**Your instructions**
Rewrite the part of the material that opens with the line containing "Tag the black top" and closes with the line containing "<point>803,351</point>", requests included. Shift every coordinate in the answer points up by 95, leaving the sample points inside the requests unchanged.

**Data rows**
--

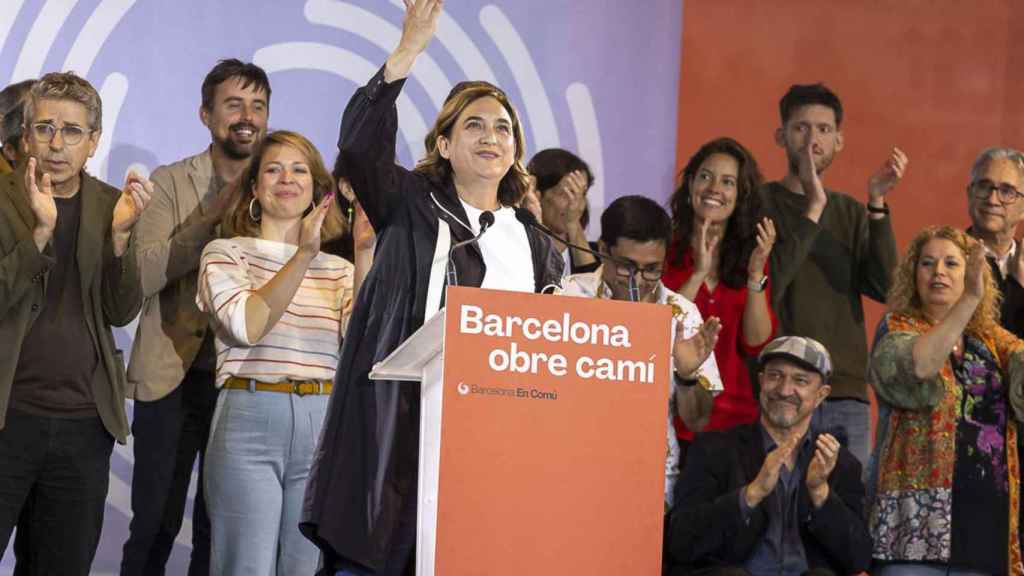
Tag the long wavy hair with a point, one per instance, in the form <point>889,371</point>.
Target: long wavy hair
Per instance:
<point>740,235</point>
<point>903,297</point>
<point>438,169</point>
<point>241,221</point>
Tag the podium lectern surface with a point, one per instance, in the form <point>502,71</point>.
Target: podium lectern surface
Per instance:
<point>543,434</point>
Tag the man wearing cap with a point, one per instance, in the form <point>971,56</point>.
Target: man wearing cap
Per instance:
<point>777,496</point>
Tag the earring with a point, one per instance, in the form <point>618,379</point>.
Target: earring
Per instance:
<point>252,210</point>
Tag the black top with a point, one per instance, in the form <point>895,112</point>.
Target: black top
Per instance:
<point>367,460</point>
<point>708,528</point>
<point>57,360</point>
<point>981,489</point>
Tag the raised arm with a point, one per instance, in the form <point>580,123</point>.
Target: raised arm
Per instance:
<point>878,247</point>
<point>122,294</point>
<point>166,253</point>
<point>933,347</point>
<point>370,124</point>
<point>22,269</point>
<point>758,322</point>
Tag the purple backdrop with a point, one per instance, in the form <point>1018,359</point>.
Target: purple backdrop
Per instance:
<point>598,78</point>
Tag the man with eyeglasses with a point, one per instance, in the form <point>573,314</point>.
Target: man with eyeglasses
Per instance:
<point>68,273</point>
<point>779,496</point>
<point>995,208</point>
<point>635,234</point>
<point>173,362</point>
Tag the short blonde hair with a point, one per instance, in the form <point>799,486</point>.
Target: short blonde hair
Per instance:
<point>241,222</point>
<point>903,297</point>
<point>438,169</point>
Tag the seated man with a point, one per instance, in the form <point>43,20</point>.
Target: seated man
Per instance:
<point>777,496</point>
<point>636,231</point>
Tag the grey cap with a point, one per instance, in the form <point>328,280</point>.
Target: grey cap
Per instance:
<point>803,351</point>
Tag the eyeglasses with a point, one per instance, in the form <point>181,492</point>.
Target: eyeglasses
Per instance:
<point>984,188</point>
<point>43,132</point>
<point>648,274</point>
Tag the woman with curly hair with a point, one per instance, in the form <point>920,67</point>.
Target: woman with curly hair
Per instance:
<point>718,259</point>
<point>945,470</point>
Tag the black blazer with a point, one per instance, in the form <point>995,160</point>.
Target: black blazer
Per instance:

--

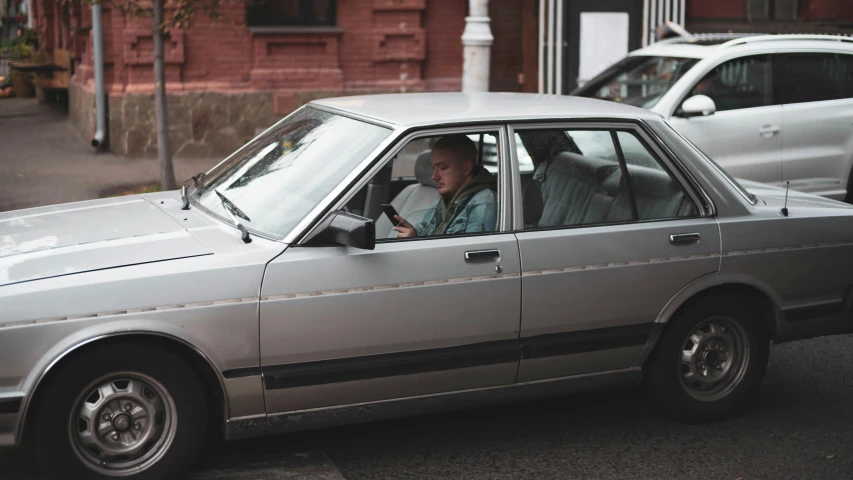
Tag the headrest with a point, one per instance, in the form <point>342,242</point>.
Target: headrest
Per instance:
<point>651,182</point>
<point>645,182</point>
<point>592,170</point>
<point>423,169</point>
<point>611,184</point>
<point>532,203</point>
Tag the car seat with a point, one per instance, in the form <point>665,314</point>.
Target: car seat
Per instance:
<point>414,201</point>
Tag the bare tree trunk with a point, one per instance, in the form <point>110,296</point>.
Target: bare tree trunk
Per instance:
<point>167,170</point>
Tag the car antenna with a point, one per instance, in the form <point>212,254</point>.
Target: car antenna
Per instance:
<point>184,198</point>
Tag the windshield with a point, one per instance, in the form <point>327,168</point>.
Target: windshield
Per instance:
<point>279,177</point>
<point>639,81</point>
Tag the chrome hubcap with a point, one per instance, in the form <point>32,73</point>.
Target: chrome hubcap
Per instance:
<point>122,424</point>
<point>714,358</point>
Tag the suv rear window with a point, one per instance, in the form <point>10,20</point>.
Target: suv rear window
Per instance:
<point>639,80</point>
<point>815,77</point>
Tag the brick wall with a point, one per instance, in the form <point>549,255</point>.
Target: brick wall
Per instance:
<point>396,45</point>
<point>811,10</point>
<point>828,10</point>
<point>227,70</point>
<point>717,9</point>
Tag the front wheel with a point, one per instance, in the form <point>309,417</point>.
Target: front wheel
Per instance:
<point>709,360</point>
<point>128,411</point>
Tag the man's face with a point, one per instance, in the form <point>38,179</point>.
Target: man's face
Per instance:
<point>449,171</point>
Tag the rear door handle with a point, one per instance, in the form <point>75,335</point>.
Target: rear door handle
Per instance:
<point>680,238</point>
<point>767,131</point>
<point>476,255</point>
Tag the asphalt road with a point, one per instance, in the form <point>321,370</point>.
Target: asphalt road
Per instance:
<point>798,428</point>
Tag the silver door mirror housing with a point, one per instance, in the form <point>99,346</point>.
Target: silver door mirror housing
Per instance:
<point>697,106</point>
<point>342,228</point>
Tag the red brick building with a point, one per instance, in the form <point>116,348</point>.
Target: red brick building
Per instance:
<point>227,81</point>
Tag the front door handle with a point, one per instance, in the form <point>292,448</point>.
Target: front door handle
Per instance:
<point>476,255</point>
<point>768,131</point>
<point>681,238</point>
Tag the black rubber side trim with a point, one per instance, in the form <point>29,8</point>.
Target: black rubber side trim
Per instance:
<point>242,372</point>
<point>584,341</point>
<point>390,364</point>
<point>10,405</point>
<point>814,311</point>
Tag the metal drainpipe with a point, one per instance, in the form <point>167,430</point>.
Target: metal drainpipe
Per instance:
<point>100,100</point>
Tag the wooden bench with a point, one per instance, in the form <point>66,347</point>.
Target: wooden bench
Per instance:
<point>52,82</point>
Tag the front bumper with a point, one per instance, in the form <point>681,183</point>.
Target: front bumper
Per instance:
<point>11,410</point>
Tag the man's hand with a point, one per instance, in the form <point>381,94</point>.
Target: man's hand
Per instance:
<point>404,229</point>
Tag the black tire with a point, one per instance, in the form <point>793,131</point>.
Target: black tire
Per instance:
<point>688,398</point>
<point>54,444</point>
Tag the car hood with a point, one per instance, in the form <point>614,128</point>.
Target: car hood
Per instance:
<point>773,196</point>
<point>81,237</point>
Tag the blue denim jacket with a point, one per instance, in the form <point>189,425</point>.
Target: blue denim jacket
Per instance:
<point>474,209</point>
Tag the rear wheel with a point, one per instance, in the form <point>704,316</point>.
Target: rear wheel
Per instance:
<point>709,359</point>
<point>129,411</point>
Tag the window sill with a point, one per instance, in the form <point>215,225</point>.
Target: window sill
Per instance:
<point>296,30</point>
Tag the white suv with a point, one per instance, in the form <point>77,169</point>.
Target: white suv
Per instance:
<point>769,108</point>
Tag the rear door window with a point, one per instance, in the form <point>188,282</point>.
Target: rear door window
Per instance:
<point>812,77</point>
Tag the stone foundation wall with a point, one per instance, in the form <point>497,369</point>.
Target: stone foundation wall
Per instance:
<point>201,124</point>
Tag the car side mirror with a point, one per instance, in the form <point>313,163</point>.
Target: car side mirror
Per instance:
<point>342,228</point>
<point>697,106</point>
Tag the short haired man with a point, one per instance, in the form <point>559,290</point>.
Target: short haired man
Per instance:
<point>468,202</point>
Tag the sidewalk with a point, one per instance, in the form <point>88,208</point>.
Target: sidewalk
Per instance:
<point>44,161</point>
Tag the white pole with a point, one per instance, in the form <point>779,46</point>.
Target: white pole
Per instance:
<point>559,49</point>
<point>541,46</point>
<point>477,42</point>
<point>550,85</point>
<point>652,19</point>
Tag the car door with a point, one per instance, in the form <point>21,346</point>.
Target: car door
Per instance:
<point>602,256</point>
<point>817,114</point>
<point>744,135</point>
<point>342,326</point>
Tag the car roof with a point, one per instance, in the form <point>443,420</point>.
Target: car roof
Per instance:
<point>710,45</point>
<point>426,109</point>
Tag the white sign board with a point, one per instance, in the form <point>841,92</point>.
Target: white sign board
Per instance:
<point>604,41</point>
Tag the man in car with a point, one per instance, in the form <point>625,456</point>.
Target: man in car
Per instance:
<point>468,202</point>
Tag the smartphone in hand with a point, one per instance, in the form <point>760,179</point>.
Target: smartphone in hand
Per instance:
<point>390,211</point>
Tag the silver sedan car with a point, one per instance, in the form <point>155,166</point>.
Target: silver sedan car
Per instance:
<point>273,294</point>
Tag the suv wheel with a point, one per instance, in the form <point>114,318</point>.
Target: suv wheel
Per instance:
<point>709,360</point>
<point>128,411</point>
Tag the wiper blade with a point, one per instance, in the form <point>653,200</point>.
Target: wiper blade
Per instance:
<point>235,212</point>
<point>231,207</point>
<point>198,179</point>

--

**Answer to the task**
Tag the black top with a point, one per instance, in the form <point>895,112</point>.
Target: black top
Per instance:
<point>462,555</point>
<point>803,623</point>
<point>152,455</point>
<point>1076,584</point>
Tag the raised arm with a point, one per instance, in the form <point>580,123</point>.
Target: raised arm
Per instance:
<point>973,342</point>
<point>217,389</point>
<point>261,348</point>
<point>1028,442</point>
<point>465,219</point>
<point>117,364</point>
<point>853,417</point>
Tag the purple backdrop with a point, one per instance, in the form <point>1018,359</point>.
Target: purple backdrop
Per instance:
<point>693,173</point>
Tag the man with eyeglasses with a point, one per instance, in the form <point>573,314</point>.
Target: man with eyeglasses
Per instance:
<point>163,368</point>
<point>874,591</point>
<point>1090,303</point>
<point>730,329</point>
<point>268,457</point>
Tag the short blonde hair with a point, one per instance, in the form <point>799,486</point>.
Target: short blonde hair
Per instance:
<point>336,317</point>
<point>998,392</point>
<point>533,264</point>
Tag the seated man with a point, one per instance, in the form <point>43,20</point>.
Target: seated man
Per instance:
<point>872,591</point>
<point>731,326</point>
Tag the grey cap with a point, one per instance, in the form <point>328,280</point>.
Target: grey cap
Per instance:
<point>898,446</point>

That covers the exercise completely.